**EXTRACT PROVIDED**
In May 2020 you were involved in producing a new biological reagent that helps develop accurate diagnostic tests for COVID-19. Could you tell us how this works?
It was clear in the early weeks of the SARS-CoV-2 outbreak that reagents to aid the diagnostics and research and development communities would be needed. We developed a non-infectious material that could be used as a positive control for systems to detect the presence of the virus. We also produced an antibody material from convalescent plasma that could be used as a positive control for the development and evaluation of serological assays that detect the presence of antibodies against SARS-CoV-2. A positive control is included in tests by means of a sample that contains a known amount of the coronavirus genetic material. This acts as a confirmatory sample that assures the test is working correctly giving greater assurance for the operator that the test outcome is valid. The development of these materials was a prelude to the production of formally established calibrated standards and reference materials that the NIBSC produced later in 2020, with the input from international collaborating laboratories.
You wrote a commentary in June 2020 about the importance of biological standards in the development of diagnostic tests. How does this relate to the reagents that were made?
One of the reference standards indicated above is designed to provide robust, reliable molecular diagnostic assays. The NIBSC is one of a group of World Health Organization’s (WHO) collaborating centres for biological standards and has a long-term programme to develop WHO International Standards, which are calibrated in international units. SARS-CoV-2 is just one of many viruses that have emerged over the years where working with the virus requires high biocontainment. To support laboratories undertaking diagnostics or developing vaccines, producing non-infectious materials that are safe to use is important. We had previously produced such standards for the measurement of Ebola virus by nucleic acid tests. The role of the International Standard is to harmonise this measurement. By calibrating a clinical laboratory’s data against the International Standards, variability in assay results between laboratories is considerably reduced. This is important for accuracy of patient diagnosis as well as those tests being used to analyse clinical trials.
You are also involved in quality control testing of products used in childhood vaccination programmes. How have these been affected by the COVID-19 pandemic and the roll-out of COVID-19 vaccines?
The role of the NIBSC’s independent batch release activity covers vaccines that are used in routine immunisation programmes, including those for children. All of these vaccines are still required to prevent the resurgence of controlled viral and bacterial disease, and thus the quality assessment has continued to support their supply and public health. New vaccines are made available periodically and medicines control laboratories such as the NIBSC apply their scientific and regulatory expertise to establishing appropriate quality tests to verify the quality of the product and support deployment of the new products. The COVID-19 vaccines, while addressing a new disease, add to the considerable specialist expertise the NIBSC has across a wide range of pathogens and vaccines.

**RECORD SET**
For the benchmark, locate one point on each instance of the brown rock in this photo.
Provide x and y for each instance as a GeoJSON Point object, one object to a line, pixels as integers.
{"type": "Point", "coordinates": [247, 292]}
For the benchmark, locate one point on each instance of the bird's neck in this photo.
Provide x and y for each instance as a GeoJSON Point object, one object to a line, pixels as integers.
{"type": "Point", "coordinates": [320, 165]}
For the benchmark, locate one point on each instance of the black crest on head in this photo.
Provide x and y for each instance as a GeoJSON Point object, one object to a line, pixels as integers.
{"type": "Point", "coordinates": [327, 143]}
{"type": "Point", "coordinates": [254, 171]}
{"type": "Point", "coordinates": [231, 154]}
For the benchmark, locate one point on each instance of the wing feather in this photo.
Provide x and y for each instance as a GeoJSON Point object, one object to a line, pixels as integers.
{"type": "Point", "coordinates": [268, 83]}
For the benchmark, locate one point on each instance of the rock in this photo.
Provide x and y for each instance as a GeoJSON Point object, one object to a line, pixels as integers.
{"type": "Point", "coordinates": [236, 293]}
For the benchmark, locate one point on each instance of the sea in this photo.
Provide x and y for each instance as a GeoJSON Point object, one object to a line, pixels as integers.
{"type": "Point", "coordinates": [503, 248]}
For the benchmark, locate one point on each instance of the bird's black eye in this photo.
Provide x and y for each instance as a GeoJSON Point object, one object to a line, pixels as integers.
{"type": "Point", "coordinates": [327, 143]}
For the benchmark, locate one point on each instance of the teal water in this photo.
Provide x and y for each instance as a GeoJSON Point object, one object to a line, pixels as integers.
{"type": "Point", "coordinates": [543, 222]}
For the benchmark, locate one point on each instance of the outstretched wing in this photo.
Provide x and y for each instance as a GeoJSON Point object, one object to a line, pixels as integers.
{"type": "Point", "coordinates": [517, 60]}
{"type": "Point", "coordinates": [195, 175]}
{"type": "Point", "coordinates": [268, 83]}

**ASSIGNED TASK**
Print word for word the part of the interview on COVID-19 reagents above, starting with "You are also" and going on through "of COVID-19 vaccines?".

**SOLUTION**
You are also involved in quality control testing of products used in childhood vaccination programmes. How have these been affected by the COVID-19 pandemic and the roll-out of COVID-19 vaccines?